Aim 1 —
Answer the following questions using the passage on the Northern Ireland abortion ruling.
(a) How many judges sat on the court?
(b) In 2016, how many women traveled from Northern Ireland to England and Wales to obtain an abortion?
(c) With which party does the passage say the Prime Minister had a fragile alliance?

:: Excerpted passage ::

The court ruled that the Northern Ireland Human Rights Commission didn’t have the power to bring the case. However, a majority of the seven judges agreed that the law breached the European Convention of Human Rights in cases of rape, incest and fetal abnormality.

In Northern Ireland, women are only permitted to terminate their pregnancy when their life is in danger or the pregnancy runs a serious risk to their mental or physical health. In 2016, more than 700 women traveled from Northern Ireland to England and Wales to get an abortion.

The ruling on a technicality will come as a relief for U.K. Prime Minister Theresa May, who previously said that the province should decide its own abortion policy. A ruling the other way would’ve risked upsetting her fragile alliance with the province’s Democratic Unionist Party.

"Admiration and sympathy," for the women who came forward to give evidence in the suit "do not provide an answer to the complex questions which arose on this appeal," Justice Brian Kerr said in summarizing the ruling. "A dispassionate analysis of the legal issues was needed. But the nature of their suffering and the trauma of their experiences were by no means irrelevant to the resolution of those difficult legal issues."

:::
:: Records shown ::

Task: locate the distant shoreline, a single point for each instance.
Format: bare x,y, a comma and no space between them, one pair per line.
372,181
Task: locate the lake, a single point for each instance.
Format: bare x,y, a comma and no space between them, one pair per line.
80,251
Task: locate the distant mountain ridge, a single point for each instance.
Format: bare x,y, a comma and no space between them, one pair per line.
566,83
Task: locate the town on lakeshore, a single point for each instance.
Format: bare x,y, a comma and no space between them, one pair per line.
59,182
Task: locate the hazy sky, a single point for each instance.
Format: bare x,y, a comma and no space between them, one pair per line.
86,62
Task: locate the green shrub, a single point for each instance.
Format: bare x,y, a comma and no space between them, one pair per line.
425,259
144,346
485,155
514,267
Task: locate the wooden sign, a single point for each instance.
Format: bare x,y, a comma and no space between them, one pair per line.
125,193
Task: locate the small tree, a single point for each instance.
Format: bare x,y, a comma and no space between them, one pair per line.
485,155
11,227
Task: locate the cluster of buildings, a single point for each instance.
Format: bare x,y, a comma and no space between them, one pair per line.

:::

Aim 2 — Print the collection entries verbatim, starting at the line that contains "Task: locate the small" and continuing through the final line of the entries, with both of those lines included.

Correct answer 1 —
(a) Seven.
(b) More than 700.
(c) The Democratic Unionist Party.

Correct answer 2 —
Task: locate the small tree, a single point for each instance.
Format: bare x,y, a comma and no space between them, one pair per line.
485,155
11,227
Task: locate the cluster of buildings, a single point for each instance.
Format: bare x,y, a comma and no space between them, one pair per line.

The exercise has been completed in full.